» **Extracted text**
────
Gordon also argues that because the evidence demonstrates that
he did not have access to a company vehicle and because Hamm did
not re-issue him a set of keys after he returned to work on July 8,
there is sufficient evidence in the record to support the jury's
finding that Hamm regarded him as having an impairment under the
ADA which substantially limited his ability to care for himself and
to work. We find this argument to be without merit. The evidence
reflects that Gordon continued to have access to a company vehicle
and a set of keys at all times before and after his diagnosis with
cancer, except for the period extending from July 8 until July 16.
From July 8 until July 16, the evidence does demonstrate that a
company vehicle was not available for Gordon's use. Again,
however, this fact does not support a finding that Hamm regarded
Gordon as having a physical impairment that substantially limited
his ability to care for himself or to work. Rather, the evidence
shows that there were more employees than company vehicles. In
addition, the evidence also demonstrates that Shinn and others
already assigned to other jobs, including emergency duty, which
required after-hour and weekend work, had access to these company
vehicles because they had been previously assigned to the types of
projects that required prompt and immediate attention.
As for the keys, the evidence in the record demonstrates that
Gordon did have a set of keys prior to his taking medical leave.
────
» **Exercise data**

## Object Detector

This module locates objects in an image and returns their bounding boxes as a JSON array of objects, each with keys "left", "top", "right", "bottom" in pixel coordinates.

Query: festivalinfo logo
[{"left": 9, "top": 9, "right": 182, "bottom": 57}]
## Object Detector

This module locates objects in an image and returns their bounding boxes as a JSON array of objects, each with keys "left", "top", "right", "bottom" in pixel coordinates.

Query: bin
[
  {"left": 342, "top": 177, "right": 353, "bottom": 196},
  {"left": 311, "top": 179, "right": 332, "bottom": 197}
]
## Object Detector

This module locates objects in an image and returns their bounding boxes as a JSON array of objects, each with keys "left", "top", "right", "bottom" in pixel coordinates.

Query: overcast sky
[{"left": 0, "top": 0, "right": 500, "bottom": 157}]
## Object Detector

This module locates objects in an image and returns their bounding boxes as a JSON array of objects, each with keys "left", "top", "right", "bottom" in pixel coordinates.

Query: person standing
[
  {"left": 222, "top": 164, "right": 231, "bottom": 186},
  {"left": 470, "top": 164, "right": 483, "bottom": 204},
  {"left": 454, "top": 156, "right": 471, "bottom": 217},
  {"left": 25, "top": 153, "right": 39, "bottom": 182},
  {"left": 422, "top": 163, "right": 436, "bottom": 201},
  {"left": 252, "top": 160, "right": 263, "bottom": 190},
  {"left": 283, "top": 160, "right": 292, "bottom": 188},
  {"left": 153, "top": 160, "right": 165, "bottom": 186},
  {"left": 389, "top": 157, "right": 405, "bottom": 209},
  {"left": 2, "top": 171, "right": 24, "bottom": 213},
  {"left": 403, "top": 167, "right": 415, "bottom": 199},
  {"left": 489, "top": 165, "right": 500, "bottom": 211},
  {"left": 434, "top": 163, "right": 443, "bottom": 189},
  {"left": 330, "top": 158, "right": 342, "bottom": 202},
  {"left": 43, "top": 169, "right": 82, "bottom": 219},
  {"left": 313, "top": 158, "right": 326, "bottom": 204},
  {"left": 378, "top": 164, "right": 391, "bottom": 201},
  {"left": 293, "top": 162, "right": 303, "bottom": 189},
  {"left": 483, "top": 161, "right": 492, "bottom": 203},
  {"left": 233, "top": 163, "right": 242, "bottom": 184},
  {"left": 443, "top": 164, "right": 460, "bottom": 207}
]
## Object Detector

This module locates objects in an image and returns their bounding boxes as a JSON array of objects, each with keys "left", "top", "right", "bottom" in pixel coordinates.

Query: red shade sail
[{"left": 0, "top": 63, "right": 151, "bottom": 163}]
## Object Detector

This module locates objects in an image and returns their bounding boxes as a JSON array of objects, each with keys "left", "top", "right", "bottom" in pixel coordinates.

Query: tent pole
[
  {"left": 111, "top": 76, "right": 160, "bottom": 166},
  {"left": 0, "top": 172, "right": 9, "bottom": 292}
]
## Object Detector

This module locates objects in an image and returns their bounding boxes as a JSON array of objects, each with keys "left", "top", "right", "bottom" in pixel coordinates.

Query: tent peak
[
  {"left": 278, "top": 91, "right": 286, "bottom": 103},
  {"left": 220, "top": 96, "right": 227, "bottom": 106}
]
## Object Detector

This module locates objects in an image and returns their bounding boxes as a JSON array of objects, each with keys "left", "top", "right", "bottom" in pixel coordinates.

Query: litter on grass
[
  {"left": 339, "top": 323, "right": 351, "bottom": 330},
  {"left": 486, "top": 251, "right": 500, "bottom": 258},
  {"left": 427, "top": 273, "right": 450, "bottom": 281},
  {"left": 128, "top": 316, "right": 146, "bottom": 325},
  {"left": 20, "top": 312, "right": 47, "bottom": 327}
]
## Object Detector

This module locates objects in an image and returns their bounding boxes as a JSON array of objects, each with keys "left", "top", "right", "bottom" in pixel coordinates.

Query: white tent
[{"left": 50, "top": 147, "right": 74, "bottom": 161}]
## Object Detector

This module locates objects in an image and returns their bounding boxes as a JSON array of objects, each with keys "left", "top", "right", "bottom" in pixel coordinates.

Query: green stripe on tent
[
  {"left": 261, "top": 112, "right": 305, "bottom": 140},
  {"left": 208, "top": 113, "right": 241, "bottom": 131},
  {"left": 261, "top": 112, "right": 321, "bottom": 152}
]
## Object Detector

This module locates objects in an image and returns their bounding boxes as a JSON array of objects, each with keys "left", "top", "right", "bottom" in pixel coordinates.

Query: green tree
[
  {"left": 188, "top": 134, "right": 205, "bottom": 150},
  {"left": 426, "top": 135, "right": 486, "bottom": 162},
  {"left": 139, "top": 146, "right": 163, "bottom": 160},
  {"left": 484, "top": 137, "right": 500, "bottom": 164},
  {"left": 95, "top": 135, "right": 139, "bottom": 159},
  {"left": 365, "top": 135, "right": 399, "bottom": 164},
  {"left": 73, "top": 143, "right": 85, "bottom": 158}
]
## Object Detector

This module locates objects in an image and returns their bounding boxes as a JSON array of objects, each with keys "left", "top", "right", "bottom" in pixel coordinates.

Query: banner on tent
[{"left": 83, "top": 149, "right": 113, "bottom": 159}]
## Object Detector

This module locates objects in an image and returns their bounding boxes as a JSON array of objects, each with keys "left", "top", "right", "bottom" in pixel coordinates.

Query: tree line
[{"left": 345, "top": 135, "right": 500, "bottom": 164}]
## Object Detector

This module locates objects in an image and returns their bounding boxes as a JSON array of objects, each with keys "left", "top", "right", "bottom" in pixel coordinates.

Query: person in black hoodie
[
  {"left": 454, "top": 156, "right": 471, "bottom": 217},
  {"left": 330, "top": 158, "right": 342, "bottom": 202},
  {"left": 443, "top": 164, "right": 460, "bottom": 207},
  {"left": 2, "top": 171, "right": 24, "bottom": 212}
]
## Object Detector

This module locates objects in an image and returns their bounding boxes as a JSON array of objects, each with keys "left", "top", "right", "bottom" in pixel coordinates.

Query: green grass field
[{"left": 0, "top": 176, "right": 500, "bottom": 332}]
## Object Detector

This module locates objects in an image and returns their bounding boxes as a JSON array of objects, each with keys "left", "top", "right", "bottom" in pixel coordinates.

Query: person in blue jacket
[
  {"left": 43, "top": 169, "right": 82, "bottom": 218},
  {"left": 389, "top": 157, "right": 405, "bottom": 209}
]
────
» **Questions**
1) In the court opinion excerpt, during what period was a company vehicle not available for Gordon's use?
2) Copy the stretch of the court opinion excerpt from "From July 8 until July 16, the" through "taking medical leave.".

» **Answer section**
1) From July 8 until July 16.

2)
From July 8 until July 16, the evidence does demonstrate that a
company vehicle was not available for Gordon's use. Again,
however, this fact does not support a finding that Hamm regarded
Gordon as having a physical impairment that substantially limited
his ability to care for himself or to work. Rather, the evidence
shows that there were more employees than company vehicles. In
addition, the evidence also demonstrates that Shinn and others
already assigned to other jobs, including emergency duty, which
required after-hour and weekend work, had access to these company
vehicles because they had been previously assigned to the types of
projects that required prompt and immediate attention.
As for the keys, the evidence in the record demonstrates that
Gordon did have a set of keys prior to his taking medical leave.